### Description of the task
Locate, in the data below, the line that contains "Put a point on every instance of the grassy" and the line that contains "Put a point on every instance of the shadow"; reproduce exactly those two lines and every line between them, nothing more.

++++++++++

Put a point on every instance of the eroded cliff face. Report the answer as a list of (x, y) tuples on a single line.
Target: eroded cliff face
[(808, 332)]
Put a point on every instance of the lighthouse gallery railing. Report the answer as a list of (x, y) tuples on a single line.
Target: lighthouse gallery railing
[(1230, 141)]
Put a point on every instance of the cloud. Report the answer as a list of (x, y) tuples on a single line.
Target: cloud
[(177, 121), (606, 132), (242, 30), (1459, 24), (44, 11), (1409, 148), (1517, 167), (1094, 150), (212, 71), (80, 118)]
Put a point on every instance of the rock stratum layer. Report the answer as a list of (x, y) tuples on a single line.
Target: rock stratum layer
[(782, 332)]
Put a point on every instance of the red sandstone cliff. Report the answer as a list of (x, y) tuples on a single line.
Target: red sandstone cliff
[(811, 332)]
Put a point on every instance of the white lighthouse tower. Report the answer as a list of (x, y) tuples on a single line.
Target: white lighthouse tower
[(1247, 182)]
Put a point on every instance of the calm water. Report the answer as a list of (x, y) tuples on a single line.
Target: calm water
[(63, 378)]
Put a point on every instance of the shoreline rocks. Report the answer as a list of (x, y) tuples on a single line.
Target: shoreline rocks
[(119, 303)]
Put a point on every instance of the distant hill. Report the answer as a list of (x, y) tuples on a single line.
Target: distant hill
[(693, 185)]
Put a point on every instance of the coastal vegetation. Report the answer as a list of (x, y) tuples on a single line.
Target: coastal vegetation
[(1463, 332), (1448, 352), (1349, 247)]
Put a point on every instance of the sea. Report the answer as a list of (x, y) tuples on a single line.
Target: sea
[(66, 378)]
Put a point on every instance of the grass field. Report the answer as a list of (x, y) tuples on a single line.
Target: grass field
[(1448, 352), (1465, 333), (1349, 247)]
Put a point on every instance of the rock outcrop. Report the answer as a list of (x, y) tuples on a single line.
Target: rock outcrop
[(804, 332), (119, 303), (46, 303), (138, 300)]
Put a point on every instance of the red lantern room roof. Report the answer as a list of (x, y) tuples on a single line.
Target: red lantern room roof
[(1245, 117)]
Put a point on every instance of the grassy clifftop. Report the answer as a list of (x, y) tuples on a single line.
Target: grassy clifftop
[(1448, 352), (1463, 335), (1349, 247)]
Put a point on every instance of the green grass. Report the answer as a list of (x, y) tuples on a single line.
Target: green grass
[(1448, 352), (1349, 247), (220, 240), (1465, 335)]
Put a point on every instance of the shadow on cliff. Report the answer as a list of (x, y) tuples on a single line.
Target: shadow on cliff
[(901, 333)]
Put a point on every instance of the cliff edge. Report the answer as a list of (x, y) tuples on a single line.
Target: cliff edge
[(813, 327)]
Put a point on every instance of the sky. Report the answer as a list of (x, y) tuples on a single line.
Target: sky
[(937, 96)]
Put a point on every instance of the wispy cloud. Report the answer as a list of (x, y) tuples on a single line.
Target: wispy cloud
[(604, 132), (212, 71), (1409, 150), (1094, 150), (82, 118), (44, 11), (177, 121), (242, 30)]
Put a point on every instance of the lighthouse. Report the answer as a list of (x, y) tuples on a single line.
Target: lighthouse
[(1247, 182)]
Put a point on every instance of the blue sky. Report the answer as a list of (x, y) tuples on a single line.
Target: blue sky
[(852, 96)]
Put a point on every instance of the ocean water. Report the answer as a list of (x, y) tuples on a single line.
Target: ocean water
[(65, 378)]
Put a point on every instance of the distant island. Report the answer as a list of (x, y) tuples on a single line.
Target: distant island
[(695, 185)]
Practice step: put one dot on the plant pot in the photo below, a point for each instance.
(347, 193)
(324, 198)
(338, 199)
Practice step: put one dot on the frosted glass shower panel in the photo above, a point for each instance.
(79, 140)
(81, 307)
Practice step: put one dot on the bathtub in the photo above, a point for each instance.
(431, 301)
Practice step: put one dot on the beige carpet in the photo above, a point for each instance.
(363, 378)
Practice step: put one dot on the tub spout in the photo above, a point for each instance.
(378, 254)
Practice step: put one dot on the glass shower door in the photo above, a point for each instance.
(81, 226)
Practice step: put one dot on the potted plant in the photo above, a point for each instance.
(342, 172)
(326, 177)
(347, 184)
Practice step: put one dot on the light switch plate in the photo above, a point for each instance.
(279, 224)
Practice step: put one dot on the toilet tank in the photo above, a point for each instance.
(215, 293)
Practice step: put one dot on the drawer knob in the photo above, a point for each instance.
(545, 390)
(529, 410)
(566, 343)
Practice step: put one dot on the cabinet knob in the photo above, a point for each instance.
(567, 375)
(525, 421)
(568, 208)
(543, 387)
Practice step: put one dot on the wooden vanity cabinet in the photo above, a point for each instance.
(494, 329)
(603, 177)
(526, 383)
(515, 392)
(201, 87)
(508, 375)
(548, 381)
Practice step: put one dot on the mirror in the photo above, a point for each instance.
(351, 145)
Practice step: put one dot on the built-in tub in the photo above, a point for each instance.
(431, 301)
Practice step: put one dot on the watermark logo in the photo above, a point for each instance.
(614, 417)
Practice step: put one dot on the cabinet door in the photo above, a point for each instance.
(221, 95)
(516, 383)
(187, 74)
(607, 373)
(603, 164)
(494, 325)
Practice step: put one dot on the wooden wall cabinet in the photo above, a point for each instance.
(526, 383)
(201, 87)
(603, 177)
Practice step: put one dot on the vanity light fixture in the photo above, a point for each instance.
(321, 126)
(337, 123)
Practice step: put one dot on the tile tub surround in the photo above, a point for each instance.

++++++++++

### Task solution
Put a point on every instance of the grassy clifftop. Report the answer as a list of (x, y) tuples on a single line.
Target: grassy clifftop
[(1448, 352), (1463, 335), (1349, 247)]
Put a point on every instance of the green grass. Report the answer as a list of (x, y) tuples on a single line.
Target: green grass
[(1448, 352), (1349, 247), (220, 240), (1465, 335)]
Put a point on every instance of the shadow on cliff. Report the answer as a list of (x, y) tuples on a single line.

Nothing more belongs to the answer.